- _Passage shown_:
** Begin **
And now Derivative[0, 1, 0][q][tmax, 0.5, 1] evaluates to 1.28073*10^-14 while Derivative[0, 0, 1][q][tmax, 0.5, 1] evaluates to 0.499968, which are the expected values.

As andre314 points out, this doesn't actually answer the question of why the problem does appear if we use T[x,y,t]. But it is certainly very much worth knowing!

EDIT 2

user21 confirms this is a bug:

Internally, the representation of interpolating functions is t first, then spatial coordinates and something seems to be going south with the t last version. Very likely during the computation of the derivatives. Now, since V12.1 will be release in the not too distant future a fix (which I still have to come up with) might not make it into 12.1. So it's best to use the t first version for the time being.

EDIT 3

For completeness, here is an analytic solution of the problem. Since the equilibrium solution is known ($T_{\text{eq.}}(x,y)=y/2$), following the usual procedure, we set $$u(x,y,t)=T(x,y,t)-T_{\text{eq.}}(x,y)$$ and notice that $u$ is the solution the heat equation subject to homogeneous Dirichlet boundary conditions (i.e. $u=0$ on the boundary of the rectangle $(x,\,y)\in [0, 1] \times [0, 2]$), with the initial condition $u(x,y,t=0)=1-y/2$. This problem can be solved by expanding $u$ in terms of the eigenfunctions of the 2D Laplacian subject to the specified boundary conditions; once $u$ is found, the full solution is given by $T(x,y,t)=T_{\text{eq.}}(x,y)+u(x,y,t)$.
** End **
- _Required task_:
Please extract the part of the forum post above from "As andre314 points" to "much worth knowing!", word for word.

- _Data excerpts_:
** Begin **
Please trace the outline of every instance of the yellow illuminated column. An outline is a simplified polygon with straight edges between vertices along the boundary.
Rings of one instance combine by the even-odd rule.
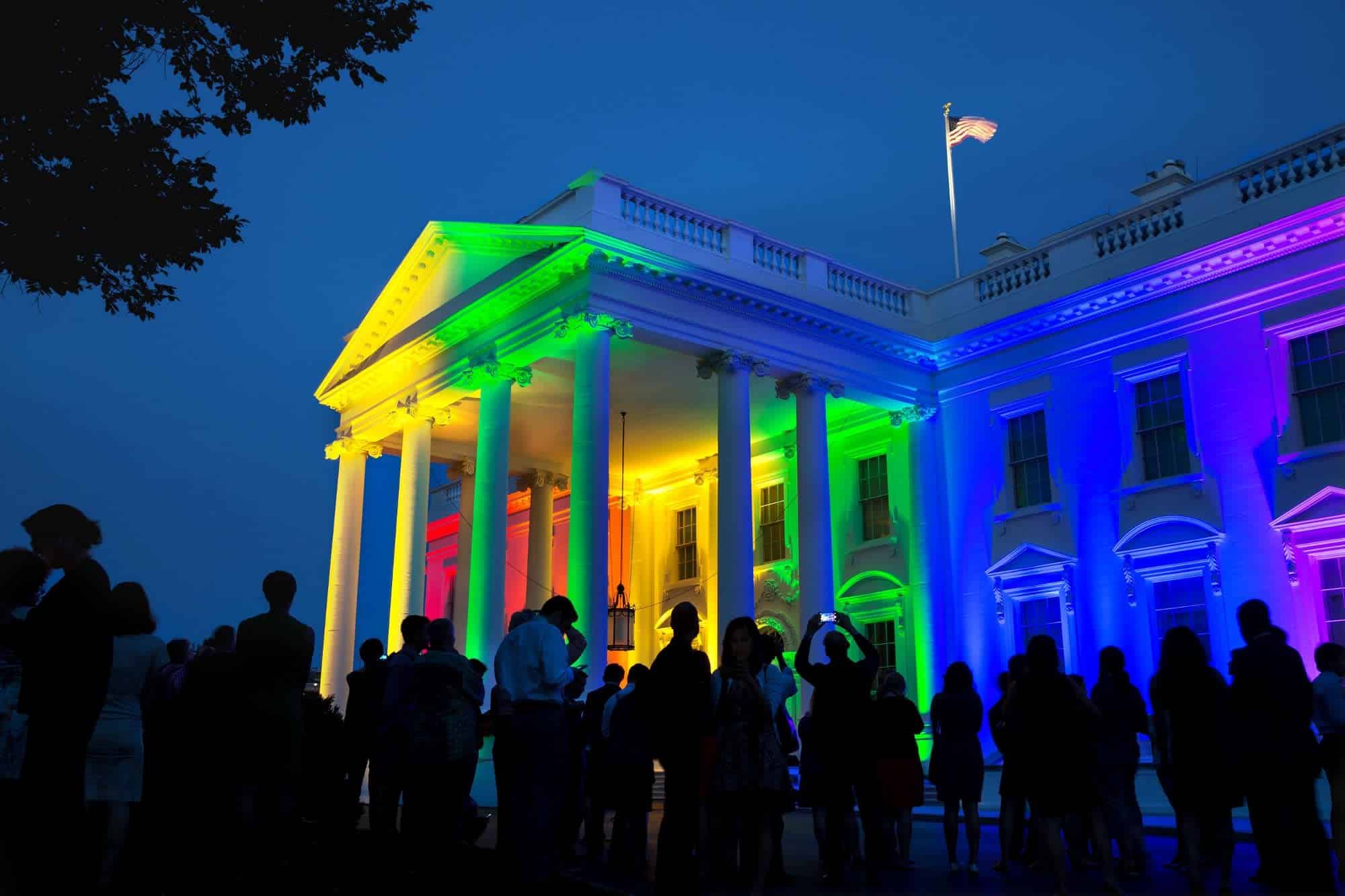
[[[355,665],[355,600],[359,593],[359,535],[364,513],[364,457],[382,448],[351,437],[327,445],[336,460],[336,514],[327,573],[327,622],[323,626],[323,674],[319,692],[346,708],[346,674]]]
[[[414,396],[397,405],[402,416],[402,460],[397,484],[393,588],[387,607],[387,652],[402,648],[402,620],[425,612],[425,525],[429,517],[429,436],[448,412],[422,408]]]
[[[551,514],[560,483],[555,475],[534,470],[527,484],[527,608],[539,609],[551,596]]]

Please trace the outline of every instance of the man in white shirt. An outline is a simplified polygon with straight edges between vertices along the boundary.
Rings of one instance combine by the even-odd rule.
[[[519,883],[543,883],[553,874],[555,829],[568,772],[565,687],[586,677],[572,667],[588,642],[574,628],[578,613],[568,597],[557,595],[541,612],[516,626],[495,651],[495,681],[508,693],[511,717],[507,737],[510,782],[500,798],[508,818],[510,842],[504,866]],[[502,732],[503,735],[503,732]]]

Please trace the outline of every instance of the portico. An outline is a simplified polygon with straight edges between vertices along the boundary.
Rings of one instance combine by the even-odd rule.
[[[829,440],[890,440],[928,374],[874,375],[873,340],[771,296],[584,227],[429,225],[317,391],[340,413],[323,693],[343,702],[354,661],[363,464],[379,456],[401,464],[390,651],[408,613],[448,613],[460,648],[490,663],[511,612],[566,593],[596,669],[619,581],[636,647],[612,661],[650,662],[679,600],[716,665],[734,616],[780,628],[792,651],[806,618],[833,608],[849,548]],[[436,515],[440,463],[455,500]],[[364,599],[379,591],[366,583]]]

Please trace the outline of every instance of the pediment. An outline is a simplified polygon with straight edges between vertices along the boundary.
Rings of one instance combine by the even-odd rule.
[[[1271,529],[1289,531],[1345,525],[1345,488],[1326,486],[1270,525]]]
[[[1041,545],[1025,542],[1001,557],[986,574],[991,578],[1002,576],[1026,576],[1042,572],[1059,572],[1067,564],[1079,562],[1077,557],[1050,550]]]
[[[1224,533],[1206,522],[1190,517],[1154,517],[1139,523],[1116,542],[1112,553],[1118,557],[1131,554],[1147,557],[1169,554],[1200,548],[1209,542],[1220,542]]]
[[[399,334],[533,253],[582,237],[581,227],[425,225],[317,387],[319,400],[378,359]]]

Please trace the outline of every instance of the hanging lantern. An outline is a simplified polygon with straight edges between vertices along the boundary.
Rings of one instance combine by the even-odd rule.
[[[635,607],[625,600],[625,585],[616,587],[607,608],[607,632],[608,650],[635,650]]]

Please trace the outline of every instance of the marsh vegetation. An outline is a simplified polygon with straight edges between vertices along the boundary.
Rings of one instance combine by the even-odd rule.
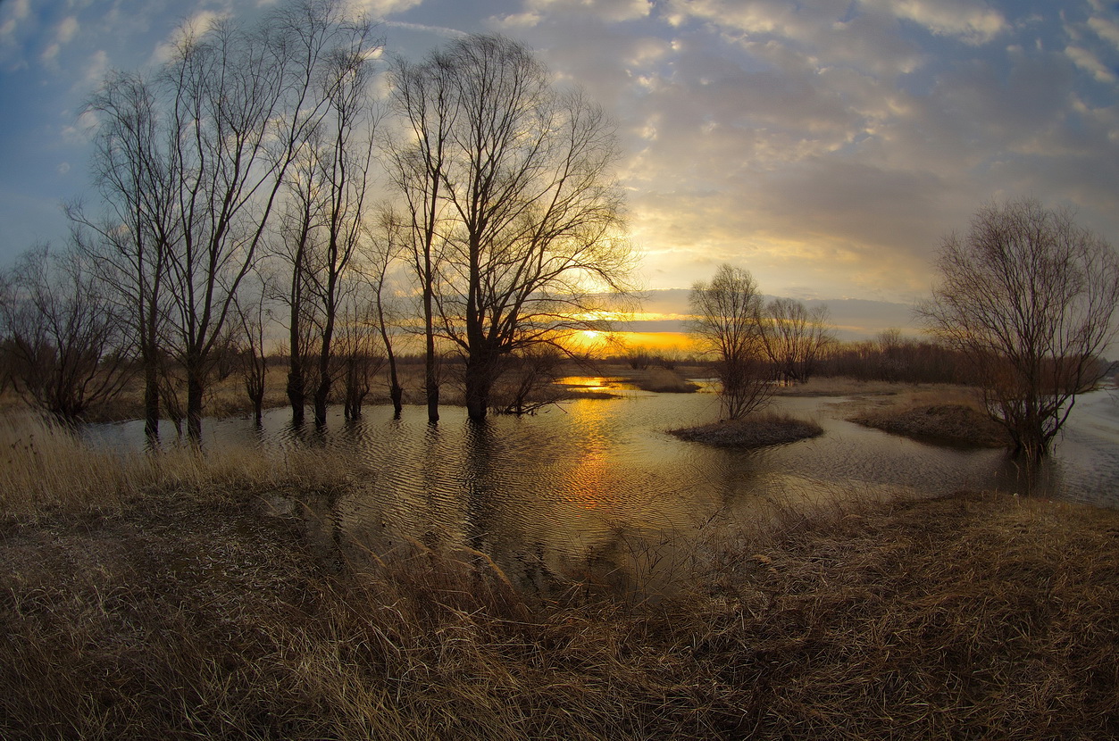
[[[322,551],[304,514],[354,460],[4,434],[6,738],[1119,732],[1110,510],[787,503],[673,597],[530,593],[470,548]]]

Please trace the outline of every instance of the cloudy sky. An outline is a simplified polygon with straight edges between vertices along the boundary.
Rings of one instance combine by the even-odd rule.
[[[991,198],[1072,207],[1119,244],[1116,2],[354,2],[389,51],[497,31],[586,88],[622,135],[649,289],[727,262],[769,294],[908,306]],[[65,235],[106,69],[149,64],[184,18],[261,4],[0,0],[0,260]]]

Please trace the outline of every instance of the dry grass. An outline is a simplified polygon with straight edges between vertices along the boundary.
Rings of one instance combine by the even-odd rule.
[[[344,482],[349,462],[331,453],[288,451],[273,459],[253,448],[199,451],[188,444],[145,454],[96,450],[59,425],[30,415],[0,418],[0,513],[120,509],[150,493],[233,493],[281,486],[319,489]]]
[[[469,548],[347,561],[300,515],[356,484],[214,462],[120,507],[4,504],[0,737],[1119,733],[1113,512],[771,504],[694,590],[633,604],[519,593]]]
[[[798,420],[787,414],[763,412],[741,420],[712,422],[668,432],[680,440],[721,448],[762,448],[815,438],[824,433],[824,428],[816,422]]]
[[[895,434],[982,448],[1012,444],[975,390],[963,386],[913,387],[885,400],[859,400],[850,409],[852,422]]]

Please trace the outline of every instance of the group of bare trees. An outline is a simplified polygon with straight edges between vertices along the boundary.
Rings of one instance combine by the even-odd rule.
[[[1036,461],[1076,396],[1109,367],[1101,354],[1117,331],[1119,257],[1068,210],[1026,198],[979,209],[965,237],[944,240],[937,266],[941,281],[916,313],[940,346],[905,341],[895,330],[863,354],[873,355],[883,379],[900,379],[895,372],[913,379],[908,366],[922,363],[938,366],[938,379],[974,382],[1015,451]],[[730,419],[764,402],[769,369],[777,379],[803,381],[831,341],[826,313],[787,299],[763,307],[745,270],[721,266],[694,285],[690,301],[693,331],[717,358]],[[847,362],[865,366],[853,351],[861,350],[845,351]]]
[[[524,46],[471,37],[394,71],[405,122],[393,148],[422,294],[429,416],[436,337],[464,360],[471,419],[510,356],[561,347],[603,290],[624,291],[630,251],[618,158],[601,109],[558,91]]]
[[[1076,395],[1104,373],[1116,336],[1119,259],[1066,210],[990,204],[948,236],[941,282],[919,313],[970,362],[991,419],[1018,452],[1044,456]]]
[[[430,419],[455,350],[482,419],[511,356],[562,346],[593,296],[626,288],[618,149],[601,110],[509,39],[472,36],[380,69],[375,30],[340,0],[294,0],[251,26],[184,27],[158,68],[113,72],[91,97],[100,198],[67,207],[67,260],[92,281],[76,293],[112,307],[119,336],[102,349],[139,366],[150,435],[185,396],[198,438],[231,346],[260,414],[273,323],[297,423],[308,404],[326,421],[339,379],[347,416],[359,414],[385,359],[398,411],[392,340],[415,315]],[[9,335],[34,306],[26,274],[8,275]],[[19,337],[62,354],[59,338]],[[79,416],[93,387],[75,393],[51,404]]]
[[[769,398],[773,383],[805,383],[835,341],[827,307],[765,303],[750,271],[721,265],[692,287],[692,331],[715,355],[723,412],[737,420]]]

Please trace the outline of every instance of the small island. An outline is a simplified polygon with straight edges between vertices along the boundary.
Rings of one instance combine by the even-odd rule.
[[[769,413],[739,420],[721,420],[668,432],[680,440],[703,442],[720,448],[764,448],[815,438],[824,433],[824,428],[816,422]]]

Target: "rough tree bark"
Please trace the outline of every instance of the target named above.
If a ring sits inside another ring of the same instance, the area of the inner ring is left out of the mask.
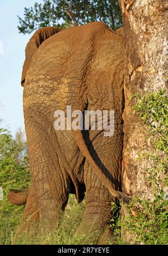
[[[123,189],[130,196],[152,200],[153,191],[146,181],[146,169],[150,163],[137,160],[142,152],[150,150],[151,143],[146,140],[141,119],[133,112],[135,101],[130,96],[167,88],[168,1],[119,0],[119,3],[127,53]],[[131,240],[127,237],[130,242]]]

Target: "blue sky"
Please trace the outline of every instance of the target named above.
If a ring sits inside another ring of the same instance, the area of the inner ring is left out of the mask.
[[[0,41],[3,44],[3,54],[0,54],[0,118],[13,136],[19,128],[24,129],[20,80],[25,47],[32,35],[18,33],[17,15],[23,17],[24,7],[32,6],[35,2],[43,1],[0,1]]]

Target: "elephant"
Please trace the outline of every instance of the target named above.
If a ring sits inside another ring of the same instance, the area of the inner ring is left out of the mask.
[[[123,29],[101,22],[43,28],[31,38],[21,84],[32,185],[8,195],[14,204],[26,203],[24,219],[35,213],[32,223],[57,227],[69,194],[79,203],[86,194],[77,232],[92,232],[108,223],[113,201],[128,201],[122,191],[125,59]],[[113,110],[114,134],[55,130],[54,113],[67,106],[82,113]]]

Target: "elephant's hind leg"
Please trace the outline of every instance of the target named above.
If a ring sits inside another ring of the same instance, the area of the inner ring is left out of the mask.
[[[76,235],[89,236],[88,242],[92,239],[97,242],[110,218],[113,198],[91,169],[86,176],[86,209]]]
[[[60,165],[54,130],[39,115],[37,118],[38,122],[26,119],[30,169],[40,226],[51,230],[57,226],[67,204],[70,179]]]

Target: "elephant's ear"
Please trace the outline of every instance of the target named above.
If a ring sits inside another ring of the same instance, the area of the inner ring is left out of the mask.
** End **
- _Answer to this task_:
As andre314 points out, this doesn't actually answer the question of why the problem does appear if we use T[x,y,t]. But it is certainly very much worth knowing!